Credit Jakub Zerdzicki (Unsplash)

If you rent in Spain, this is the year that matters.

In 2026, more than 630,000 rental contracts signed in 2021 during the pandemic will expire, affecting roughly 1.6 million people. And this is far from a mere administrative renewal: many of those agreements were signed at exceptionally low prices that no longer exist in today’s market.

Spain Press Editorial Team

Five years later, the reality has changed
Rents have risen by 30% to 50% depending on the region, while these older contracts could only be updated according to capped official index limits.
The result: thousands of properties are currently priced well below market value.

Now those contracts are ending — and the market is shifting abruptly.

What it means for landlords

Once a contract expires, there are three legal options:

  • Take the property back

  • Sign a new contract at the current market price

  • Renegotiate with the existing tenant

For many owners, this is the first opportunity in years to adjust rents to real market levels — or to remove the property from long-term letting altogether.

▸ **Supplied material**
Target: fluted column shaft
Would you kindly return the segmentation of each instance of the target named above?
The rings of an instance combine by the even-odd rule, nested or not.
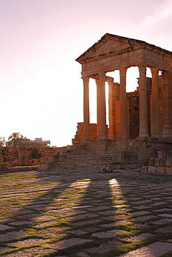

▸ **Requirement**
Please reproduce the full text about expiring rental contracts in Spain, word for word.

▸ **Task response**
Credit Jakub Zerdzicki (Unsplash)

If you rent in Spain, this is the year that matters.

In 2026, more than 630,000 rental contracts signed in 2021 during the pandemic will expire, affecting roughly 1.6 million people. And this is far from a mere administrative renewal: many of those agreements were signed at exceptionally low prices that no longer exist in today’s market.

Spain Press Editorial Team

Five years later, the reality has changed
Rents have risen by 30% to 50% depending on the region, while these older contracts could only be updated according to capped official index limits.
The result: thousands of properties are currently priced well below market value.

Now those contracts are ending — and the market is shifting abruptly.

What it means for landlords

Once a contract expires, there are three legal options:

  • Take the property back

  • Sign a new contract at the current market price

  • Renegotiate with the existing tenant

For many owners, this is the first opportunity in years to adjust rents to real market levels — or to remove the property from long-term letting altogether.